[Data entries]
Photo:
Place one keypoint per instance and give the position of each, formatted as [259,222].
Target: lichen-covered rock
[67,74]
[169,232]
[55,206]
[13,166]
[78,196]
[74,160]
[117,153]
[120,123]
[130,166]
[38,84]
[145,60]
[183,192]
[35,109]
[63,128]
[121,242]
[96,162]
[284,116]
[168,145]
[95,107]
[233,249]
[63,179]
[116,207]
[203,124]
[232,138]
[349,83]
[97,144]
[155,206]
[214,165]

Task item
Reproduce, word for word, every line starting at the line that contains "Place one keypoint" and ending with the final line of the entries.

Task result
Place one keypoint per instance and give the position of each, formatted as [259,222].
Target: lichen-covered rock
[67,74]
[169,232]
[55,206]
[13,166]
[78,196]
[74,160]
[117,153]
[120,123]
[130,166]
[38,84]
[145,60]
[183,192]
[35,109]
[63,128]
[121,242]
[96,162]
[284,116]
[168,145]
[95,107]
[233,249]
[63,179]
[116,207]
[203,124]
[232,138]
[349,83]
[97,144]
[155,206]
[214,165]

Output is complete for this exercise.